In related news, the Merchants Payments Coalition said in a
statement that they support the Durbin amendment because it has
prompted more transparency and competition on debit-card swipe
fees.
The Merchants Payments Coalition said:
“American merchants pay the highest swipe fees
in the world, and for many card fees are their second-highest
operating cost”.
The coalition added that the money saved by
the Durbin regulation lowers merchants’ overall operating costs and
allows them to offer lower prices to consumers.
Doug Kantor, counsel to the Merchants Payments
Coalition said:
“Now we need to bring competition and
transparency to credit cards, too, to give some relief to consumers
and main street businesses from the dysfunctional, anti-competitive
credit card market.”

**DATASET EXCERPT**
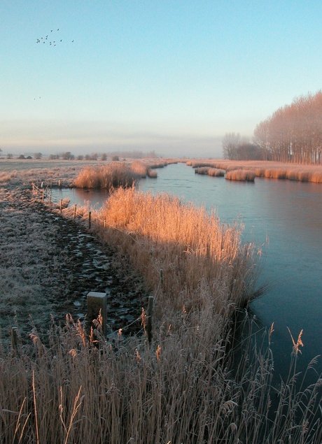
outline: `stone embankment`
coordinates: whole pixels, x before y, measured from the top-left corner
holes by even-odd
[[[26,187],[0,187],[0,327],[46,331],[52,318],[85,319],[89,292],[106,292],[109,331],[138,331],[147,296],[125,258]]]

**TASK LIST**
a: Answer these questions from the passage on swipe fees:
(i) What does the Merchants Payments Coalition say the Durbin amendment has prompted?
(ii) Where do card fees rank among operating costs for many American merchants?
(iii) What position does Doug Kantor hold?
b: According to the passage on swipe fees, how does the Durbin regulation let merchants offer lower prices to consumers?
c: Write the next few sentences of the passage on swipe fees, picking up after Doug Kantor's quote.

**TASK-BY-TASK ANSWERS**
a:
(i) More transparency and competition on debit-card swipe fees.
(ii) Second-highest.
(iii) Counsel to the Merchants Payments Coalition.

b: The money merchants save under the Durbin regulation lowers their overall operating costs. With those costs reduced, they can offer lower prices to consumers.

c:
The Durbin Amendment added a section to the
Dodd-Frank Act 2010, a federal statute aimed at bringing about
comprehensive reforms in the US financial system.
The amendment mandates that the amount of any
interchange transaction fee that card-issuing banks can collect
with respect to an electronic debit transaction must be
proportional to the cost incurred by the issuer with respect to the
transaction.
Caps on the fees that issuers generate from
debit card purchases took effect in October 2011, reducing revenue
for large banks by as much as USD6.6bn annually, according to a
report from Javelin Strategy and Research.